Prompt: Copy out the listing below, substituting "coarse mask" for every "rough mask" and keeping everything else the same. Leave the pictures out.

##############################

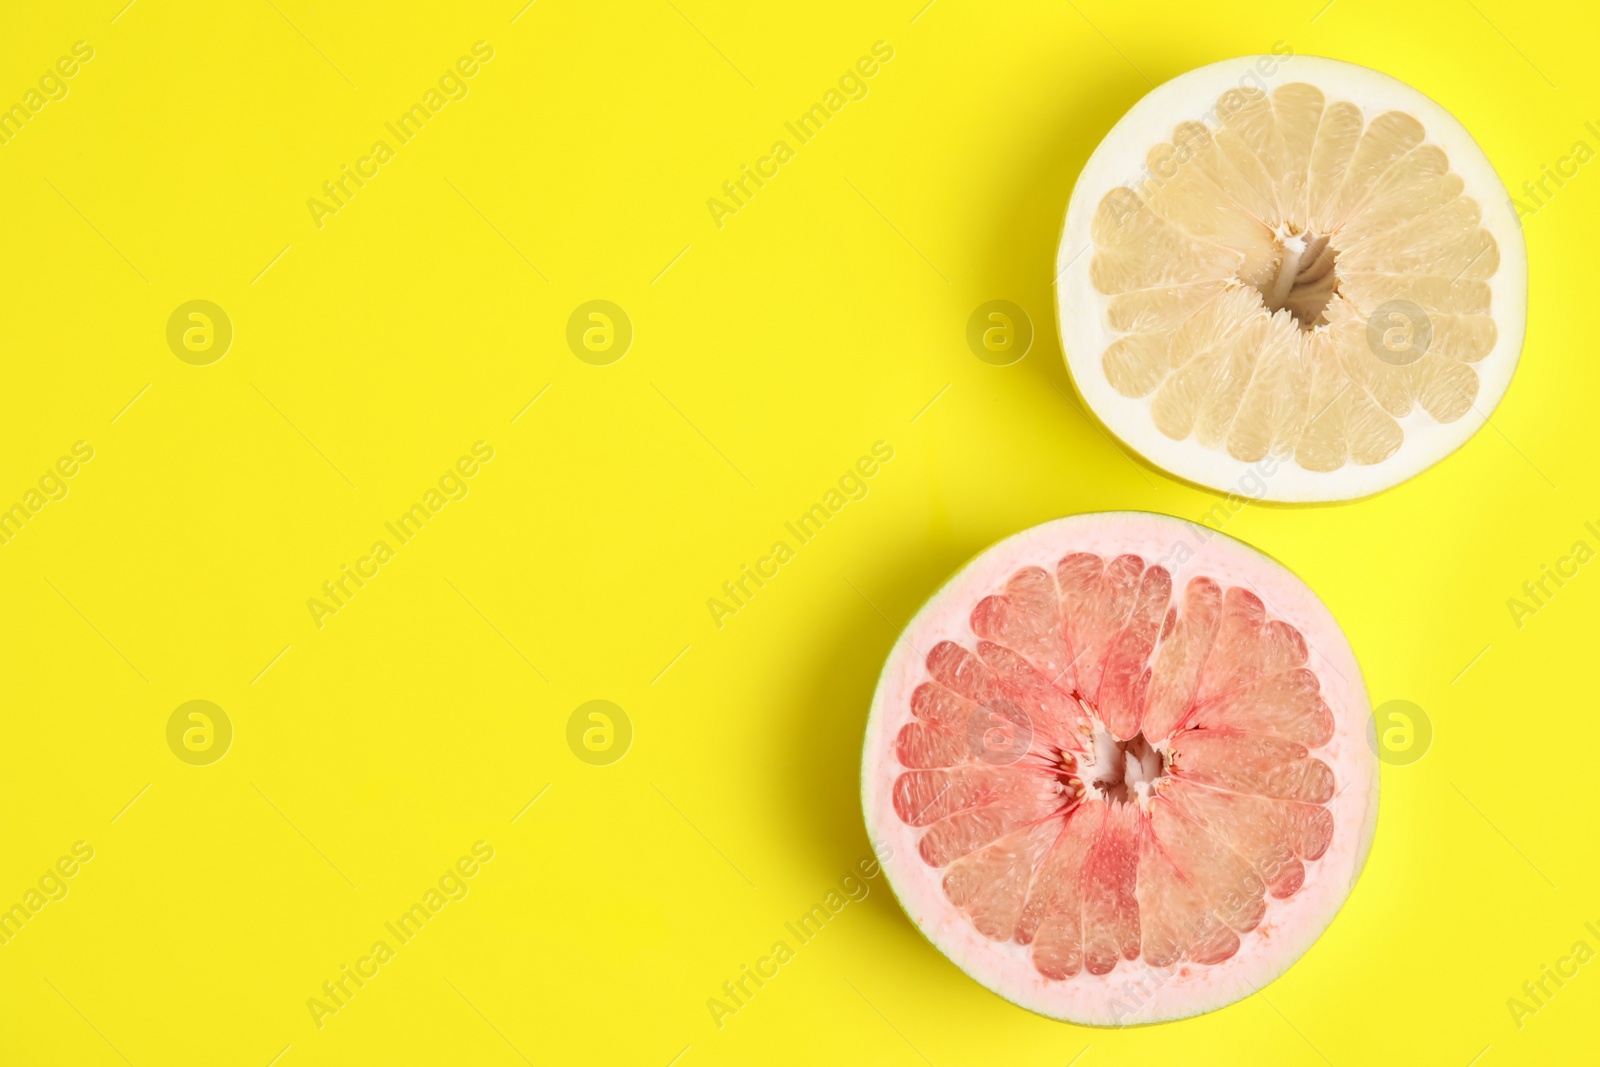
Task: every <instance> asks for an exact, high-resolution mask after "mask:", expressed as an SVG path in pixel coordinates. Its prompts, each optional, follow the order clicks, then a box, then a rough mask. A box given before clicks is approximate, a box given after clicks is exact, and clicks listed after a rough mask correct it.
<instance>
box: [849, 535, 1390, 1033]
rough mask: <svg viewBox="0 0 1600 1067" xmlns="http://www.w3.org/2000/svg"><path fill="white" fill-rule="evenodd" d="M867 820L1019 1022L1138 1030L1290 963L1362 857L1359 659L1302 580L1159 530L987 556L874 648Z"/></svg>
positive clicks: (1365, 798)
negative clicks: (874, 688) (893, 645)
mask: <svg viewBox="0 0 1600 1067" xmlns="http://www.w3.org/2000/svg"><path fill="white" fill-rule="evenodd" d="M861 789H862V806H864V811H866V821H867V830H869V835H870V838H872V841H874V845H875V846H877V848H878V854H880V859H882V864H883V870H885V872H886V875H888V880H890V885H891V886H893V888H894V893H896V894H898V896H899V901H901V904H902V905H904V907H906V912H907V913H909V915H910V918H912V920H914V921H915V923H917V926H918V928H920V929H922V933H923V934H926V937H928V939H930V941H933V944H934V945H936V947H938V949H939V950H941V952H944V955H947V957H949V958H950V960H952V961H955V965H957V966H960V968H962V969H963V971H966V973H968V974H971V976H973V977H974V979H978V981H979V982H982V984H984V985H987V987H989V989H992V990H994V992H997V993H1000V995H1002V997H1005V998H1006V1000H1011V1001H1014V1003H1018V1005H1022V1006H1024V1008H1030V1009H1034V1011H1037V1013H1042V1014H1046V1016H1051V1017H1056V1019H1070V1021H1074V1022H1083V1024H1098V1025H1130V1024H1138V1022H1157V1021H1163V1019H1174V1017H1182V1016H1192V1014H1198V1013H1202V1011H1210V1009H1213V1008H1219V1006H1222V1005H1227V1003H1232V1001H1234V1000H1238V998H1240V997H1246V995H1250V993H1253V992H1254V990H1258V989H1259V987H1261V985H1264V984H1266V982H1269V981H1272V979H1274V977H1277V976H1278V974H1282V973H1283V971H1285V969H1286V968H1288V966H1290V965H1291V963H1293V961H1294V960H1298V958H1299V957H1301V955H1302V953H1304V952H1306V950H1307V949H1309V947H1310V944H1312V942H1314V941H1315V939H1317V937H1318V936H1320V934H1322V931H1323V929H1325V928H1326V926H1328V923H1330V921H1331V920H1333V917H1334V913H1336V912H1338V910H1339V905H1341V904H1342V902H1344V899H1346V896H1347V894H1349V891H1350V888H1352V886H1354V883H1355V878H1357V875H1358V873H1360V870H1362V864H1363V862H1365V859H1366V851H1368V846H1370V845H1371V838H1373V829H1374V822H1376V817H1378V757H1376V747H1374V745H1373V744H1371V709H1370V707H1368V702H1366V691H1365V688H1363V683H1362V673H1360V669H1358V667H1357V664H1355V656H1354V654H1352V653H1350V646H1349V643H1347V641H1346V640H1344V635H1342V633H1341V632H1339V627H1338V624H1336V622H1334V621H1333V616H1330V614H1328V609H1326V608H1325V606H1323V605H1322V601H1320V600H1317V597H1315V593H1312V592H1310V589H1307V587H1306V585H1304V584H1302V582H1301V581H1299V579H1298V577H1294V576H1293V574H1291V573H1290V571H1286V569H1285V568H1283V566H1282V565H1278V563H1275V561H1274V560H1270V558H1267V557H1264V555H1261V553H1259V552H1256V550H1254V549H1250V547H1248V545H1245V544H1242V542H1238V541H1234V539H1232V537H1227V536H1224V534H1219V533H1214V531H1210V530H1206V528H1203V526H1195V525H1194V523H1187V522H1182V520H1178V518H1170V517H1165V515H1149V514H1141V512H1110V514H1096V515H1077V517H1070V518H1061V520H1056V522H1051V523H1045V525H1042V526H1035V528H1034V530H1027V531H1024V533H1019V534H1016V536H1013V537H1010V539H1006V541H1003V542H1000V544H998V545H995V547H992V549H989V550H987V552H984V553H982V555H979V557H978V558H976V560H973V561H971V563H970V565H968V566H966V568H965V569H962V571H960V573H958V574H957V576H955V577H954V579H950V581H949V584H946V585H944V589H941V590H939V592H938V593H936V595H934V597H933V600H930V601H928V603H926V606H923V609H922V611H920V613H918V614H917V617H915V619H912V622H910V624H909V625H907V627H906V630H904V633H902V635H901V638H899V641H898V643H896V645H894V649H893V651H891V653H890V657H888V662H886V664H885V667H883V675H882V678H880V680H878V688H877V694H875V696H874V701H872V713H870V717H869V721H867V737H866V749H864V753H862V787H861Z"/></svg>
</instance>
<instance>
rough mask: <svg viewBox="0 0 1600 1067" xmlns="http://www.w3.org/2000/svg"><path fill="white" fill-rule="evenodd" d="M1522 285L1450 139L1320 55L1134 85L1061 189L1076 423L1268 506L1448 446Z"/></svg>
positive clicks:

##############################

Written reply:
Task: every <instance> asks for an exact, high-resolution mask after "mask:", expressed as an SVG path in pixel coordinates. Its prompts, each optional, follow the order clicks, then a box, then a coarse mask. A box given before clicks is approximate, a box given after clicks is exact, and clicks listed after a coarse mask correct it.
<instance>
box: [849, 535, 1390, 1033]
coarse mask: <svg viewBox="0 0 1600 1067" xmlns="http://www.w3.org/2000/svg"><path fill="white" fill-rule="evenodd" d="M867 820L1019 1022L1138 1030L1290 963L1362 857L1359 659L1302 580L1159 530L987 556L874 648Z"/></svg>
positive clicks: (1365, 798)
negative clicks: (874, 688) (893, 645)
mask: <svg viewBox="0 0 1600 1067" xmlns="http://www.w3.org/2000/svg"><path fill="white" fill-rule="evenodd" d="M861 789H862V806H864V811H866V821H867V830H869V835H870V838H872V841H874V845H875V846H877V848H878V854H880V859H882V864H883V870H885V872H886V875H888V880H890V885H891V886H893V888H894V893H896V894H898V896H899V901H901V904H902V905H904V907H906V912H907V913H909V915H910V918H912V920H914V921H915V923H917V926H918V928H920V929H922V933H923V934H926V937H928V939H930V941H933V944H934V945H936V947H938V949H939V950H941V952H944V955H947V957H949V958H950V960H952V961H955V965H957V966H960V968H962V969H963V971H966V973H968V974H971V976H973V977H974V979H978V981H979V982H982V984H984V985H987V987H989V989H992V990H994V992H997V993H1000V995H1002V997H1005V998H1006V1000H1011V1001H1014V1003H1018V1005H1022V1006H1024V1008H1030V1009H1034V1011H1037V1013H1042V1014H1046V1016H1051V1017H1056V1019H1070V1021H1074V1022H1083V1024H1098V1025H1130V1024H1138V1022H1157V1021H1163V1019H1174V1017H1182V1016H1192V1014H1198V1013H1202V1011H1210V1009H1213V1008H1219V1006H1222V1005H1227V1003H1232V1001H1234V1000H1238V998H1240V997H1246V995H1250V993H1253V992H1254V990H1258V989H1259V987H1261V985H1264V984H1266V982H1269V981H1272V979H1274V977H1277V976H1278V974H1282V973H1283V971H1285V969H1286V968H1288V966H1290V965H1291V963H1293V961H1294V960H1298V958H1299V957H1301V955H1302V953H1304V952H1306V950H1307V949H1309V947H1310V944H1312V942H1314V941H1315V939H1317V937H1318V936H1320V934H1322V931H1323V929H1325V928H1326V926H1328V923H1330V921H1331V920H1333V917H1334V913H1336V912H1338V910H1339V905H1341V904H1342V902H1344V899H1346V896H1347V894H1349V891H1350V888H1352V886H1354V883H1355V878H1357V875H1358V873H1360V870H1362V864H1363V862H1365V859H1366V851H1368V846H1370V845H1371V838H1373V829H1374V822H1376V817H1378V757H1376V747H1374V745H1373V744H1371V709H1370V707H1368V702H1366V691H1365V688H1363V683H1362V673H1360V669H1358V667H1357V664H1355V656H1354V654H1352V653H1350V646H1349V643H1347V641H1346V640H1344V635H1342V633H1341V632H1339V627H1338V624H1336V622H1334V621H1333V616H1330V614H1328V609H1326V608H1325V606H1323V605H1322V601H1320V600H1317V597H1315V593H1312V592H1310V589H1307V587H1306V585H1304V584H1302V582H1301V581H1299V579H1298V577H1294V576H1293V574H1291V573H1290V571H1286V569H1285V568H1283V566H1282V565H1278V563H1275V561H1274V560H1270V558H1267V557H1264V555H1261V553H1259V552H1256V550H1254V549H1250V547H1248V545H1245V544H1242V542H1238V541H1234V539H1232V537H1227V536H1224V534H1219V533H1214V531H1210V530H1206V528H1203V526H1195V525H1194V523H1187V522H1182V520H1178V518H1170V517H1165V515H1149V514H1141V512H1110V514H1096V515H1077V517H1070V518H1061V520H1056V522H1051V523H1045V525H1042V526H1035V528H1034V530H1027V531H1024V533H1019V534H1016V536H1013V537H1010V539H1006V541H1003V542H1000V544H998V545H995V547H992V549H989V550H987V552H984V553H982V555H979V557H978V558H976V560H973V561H971V563H970V565H968V566H966V568H965V569H962V571H960V573H958V574H957V576H955V577H954V579H950V581H949V584H946V585H944V589H941V590H939V592H938V593H936V595H934V597H933V600H930V601H928V603H926V606H923V609H922V611H920V613H918V614H917V617H915V619H912V622H910V624H909V625H907V627H906V630H904V633H902V635H901V638H899V641H898V643H896V645H894V649H893V651H891V653H890V657H888V662H886V664H885V667H883V675H882V678H880V680H878V688H877V694H875V696H874V701H872V713H870V717H869V721H867V737H866V749H864V753H862V787H861Z"/></svg>
</instance>
<instance>
coarse mask: <svg viewBox="0 0 1600 1067" xmlns="http://www.w3.org/2000/svg"><path fill="white" fill-rule="evenodd" d="M1522 285L1450 139L1320 55L1134 85L1061 189L1076 423L1268 506L1448 446Z"/></svg>
positive clicks:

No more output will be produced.